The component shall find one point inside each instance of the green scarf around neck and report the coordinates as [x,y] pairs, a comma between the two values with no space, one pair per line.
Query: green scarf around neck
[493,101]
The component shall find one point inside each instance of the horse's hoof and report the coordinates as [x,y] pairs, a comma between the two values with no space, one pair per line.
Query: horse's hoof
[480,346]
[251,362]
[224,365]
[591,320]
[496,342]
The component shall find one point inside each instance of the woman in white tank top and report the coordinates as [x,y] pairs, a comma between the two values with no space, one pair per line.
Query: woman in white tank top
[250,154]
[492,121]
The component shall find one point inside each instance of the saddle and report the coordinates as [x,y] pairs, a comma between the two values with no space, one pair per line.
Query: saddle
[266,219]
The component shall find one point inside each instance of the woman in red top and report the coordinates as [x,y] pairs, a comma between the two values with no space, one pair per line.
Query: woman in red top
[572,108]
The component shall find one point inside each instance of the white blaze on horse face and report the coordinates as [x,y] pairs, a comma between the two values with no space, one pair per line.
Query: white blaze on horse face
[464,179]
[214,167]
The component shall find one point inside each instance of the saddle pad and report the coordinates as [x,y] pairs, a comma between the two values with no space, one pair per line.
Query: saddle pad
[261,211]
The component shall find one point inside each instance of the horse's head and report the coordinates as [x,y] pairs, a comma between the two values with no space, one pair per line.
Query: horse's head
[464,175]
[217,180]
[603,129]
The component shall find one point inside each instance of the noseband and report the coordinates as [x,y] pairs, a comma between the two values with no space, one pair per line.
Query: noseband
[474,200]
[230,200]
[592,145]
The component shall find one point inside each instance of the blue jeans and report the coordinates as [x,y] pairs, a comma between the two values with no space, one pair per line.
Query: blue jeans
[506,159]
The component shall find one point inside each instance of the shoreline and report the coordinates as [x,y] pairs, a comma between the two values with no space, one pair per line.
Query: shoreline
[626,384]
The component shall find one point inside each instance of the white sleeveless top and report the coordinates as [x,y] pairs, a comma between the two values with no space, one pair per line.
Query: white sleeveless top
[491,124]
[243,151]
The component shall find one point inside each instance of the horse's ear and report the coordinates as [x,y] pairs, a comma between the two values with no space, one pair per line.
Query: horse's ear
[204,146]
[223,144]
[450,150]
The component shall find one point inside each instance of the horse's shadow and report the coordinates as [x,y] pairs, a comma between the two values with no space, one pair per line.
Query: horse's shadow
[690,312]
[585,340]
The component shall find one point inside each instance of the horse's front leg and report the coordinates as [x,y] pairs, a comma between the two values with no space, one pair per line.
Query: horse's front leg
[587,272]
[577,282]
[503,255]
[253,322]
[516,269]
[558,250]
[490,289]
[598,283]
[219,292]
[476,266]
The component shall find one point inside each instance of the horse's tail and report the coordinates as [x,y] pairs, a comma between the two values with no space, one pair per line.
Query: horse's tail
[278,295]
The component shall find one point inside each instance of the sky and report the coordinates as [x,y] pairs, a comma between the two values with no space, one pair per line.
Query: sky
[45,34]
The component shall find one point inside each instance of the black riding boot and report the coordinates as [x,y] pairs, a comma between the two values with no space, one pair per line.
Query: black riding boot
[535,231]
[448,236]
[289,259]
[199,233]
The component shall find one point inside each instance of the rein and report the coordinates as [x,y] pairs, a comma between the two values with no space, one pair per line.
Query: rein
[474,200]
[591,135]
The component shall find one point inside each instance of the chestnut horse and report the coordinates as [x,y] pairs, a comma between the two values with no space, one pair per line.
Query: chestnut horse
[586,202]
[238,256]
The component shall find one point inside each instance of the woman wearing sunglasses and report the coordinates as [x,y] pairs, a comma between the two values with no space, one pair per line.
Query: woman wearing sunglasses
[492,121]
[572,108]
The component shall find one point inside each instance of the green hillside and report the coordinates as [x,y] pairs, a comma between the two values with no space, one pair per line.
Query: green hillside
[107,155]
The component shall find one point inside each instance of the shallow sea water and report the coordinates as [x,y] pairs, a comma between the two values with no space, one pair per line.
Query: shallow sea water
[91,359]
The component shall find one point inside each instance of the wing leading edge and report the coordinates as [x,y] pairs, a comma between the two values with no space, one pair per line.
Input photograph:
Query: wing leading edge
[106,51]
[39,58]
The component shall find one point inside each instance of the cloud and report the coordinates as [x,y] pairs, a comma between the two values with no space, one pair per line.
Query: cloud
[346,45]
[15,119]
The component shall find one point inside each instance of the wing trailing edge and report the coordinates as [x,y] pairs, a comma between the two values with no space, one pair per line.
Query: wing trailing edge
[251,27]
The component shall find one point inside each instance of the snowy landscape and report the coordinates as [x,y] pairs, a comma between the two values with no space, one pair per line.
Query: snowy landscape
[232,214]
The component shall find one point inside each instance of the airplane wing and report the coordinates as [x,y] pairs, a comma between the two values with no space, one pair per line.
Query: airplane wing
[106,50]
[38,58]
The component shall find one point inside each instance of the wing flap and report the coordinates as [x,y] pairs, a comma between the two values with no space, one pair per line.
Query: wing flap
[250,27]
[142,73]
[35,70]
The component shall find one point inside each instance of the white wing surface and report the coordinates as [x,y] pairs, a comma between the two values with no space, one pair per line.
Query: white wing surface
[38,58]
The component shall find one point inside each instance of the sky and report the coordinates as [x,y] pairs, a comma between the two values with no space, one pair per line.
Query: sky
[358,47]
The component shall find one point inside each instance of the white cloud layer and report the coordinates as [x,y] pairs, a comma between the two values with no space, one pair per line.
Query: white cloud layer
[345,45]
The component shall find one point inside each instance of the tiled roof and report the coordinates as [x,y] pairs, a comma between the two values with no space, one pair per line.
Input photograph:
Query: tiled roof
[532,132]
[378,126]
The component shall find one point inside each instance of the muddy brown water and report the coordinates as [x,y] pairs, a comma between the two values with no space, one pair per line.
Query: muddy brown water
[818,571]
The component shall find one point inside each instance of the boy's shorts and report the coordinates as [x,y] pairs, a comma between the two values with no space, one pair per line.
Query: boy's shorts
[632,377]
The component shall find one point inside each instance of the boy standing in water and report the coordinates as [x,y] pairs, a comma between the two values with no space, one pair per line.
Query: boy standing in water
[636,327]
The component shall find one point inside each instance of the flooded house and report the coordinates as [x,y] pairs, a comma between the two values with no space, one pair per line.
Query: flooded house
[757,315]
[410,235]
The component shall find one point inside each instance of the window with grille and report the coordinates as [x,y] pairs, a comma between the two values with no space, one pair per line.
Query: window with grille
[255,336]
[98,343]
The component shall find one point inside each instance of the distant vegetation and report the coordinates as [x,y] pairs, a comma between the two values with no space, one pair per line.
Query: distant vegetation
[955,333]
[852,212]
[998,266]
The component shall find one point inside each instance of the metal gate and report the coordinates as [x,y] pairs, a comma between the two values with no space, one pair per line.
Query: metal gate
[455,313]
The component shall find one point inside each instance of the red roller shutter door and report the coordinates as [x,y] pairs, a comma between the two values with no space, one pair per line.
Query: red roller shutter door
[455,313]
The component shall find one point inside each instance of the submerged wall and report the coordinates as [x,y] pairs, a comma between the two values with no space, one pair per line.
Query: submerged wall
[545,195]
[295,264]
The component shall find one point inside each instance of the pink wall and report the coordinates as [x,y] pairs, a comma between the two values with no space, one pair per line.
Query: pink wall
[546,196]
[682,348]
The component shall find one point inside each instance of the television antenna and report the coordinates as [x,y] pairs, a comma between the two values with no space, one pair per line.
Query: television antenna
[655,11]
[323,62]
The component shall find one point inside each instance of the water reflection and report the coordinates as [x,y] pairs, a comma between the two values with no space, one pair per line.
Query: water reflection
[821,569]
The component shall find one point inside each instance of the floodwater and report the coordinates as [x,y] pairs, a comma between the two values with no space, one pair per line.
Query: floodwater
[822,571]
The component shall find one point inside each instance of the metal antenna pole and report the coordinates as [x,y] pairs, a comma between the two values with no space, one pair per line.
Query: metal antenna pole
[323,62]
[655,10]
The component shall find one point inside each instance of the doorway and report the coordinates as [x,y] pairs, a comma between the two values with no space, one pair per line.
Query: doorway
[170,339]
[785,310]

_WHAT IS REQUIRED_
Extract the data verbatim, beginning at the line that contains "the red roller" and ending with the last line of the data.

_RESULT BELOW_
The component shall find one point inside each instance of the red roller shutter door and report the coordinates as [x,y] pairs, a comma between the two values with no space, one pair per line.
Query: red roller shutter door
[455,313]
The component shall find one point inside each instance of the submerged wall and report the coordinates as [x,y] pairs, a comma between the two values with no space, one pair per line.
Query: submerged wall
[545,195]
[295,264]
The component shall find one point inside each instance of the pink wall and report the coordinates as [x,y] pairs, a comma between the two values with no space, one pair per line.
Query: pink wall
[546,196]
[682,348]
The component shall find one point inside each instance of the television antenna and report the coordinates as [x,y] pairs, a comma between the two values with no space, one pair per line.
Query: television antenna
[655,11]
[323,62]
The component shall find one point inside each instance of the water reflection and report the coordinates as [x,y] pairs, a comma between the two values with no space, one pair per line.
Query: water reflection
[821,569]
The component shall find one point inside each instance of the floodwater and report the coordinates as [x,y] pairs, a comma between the two values with no space, one pair per line.
Query: floodwater
[822,571]
The component shall find one point inside each instance of the metal antenna pole and report the coordinates as [x,y] pairs, a comma between the two values with no space, one pair per line.
Query: metal antenna pole
[323,62]
[655,10]
The component shall find one point inside each instance of the doorway and report the coordinates as [x,y] pairs, a comma between the two values with no space, one pair per line.
Query: doorway
[170,339]
[785,310]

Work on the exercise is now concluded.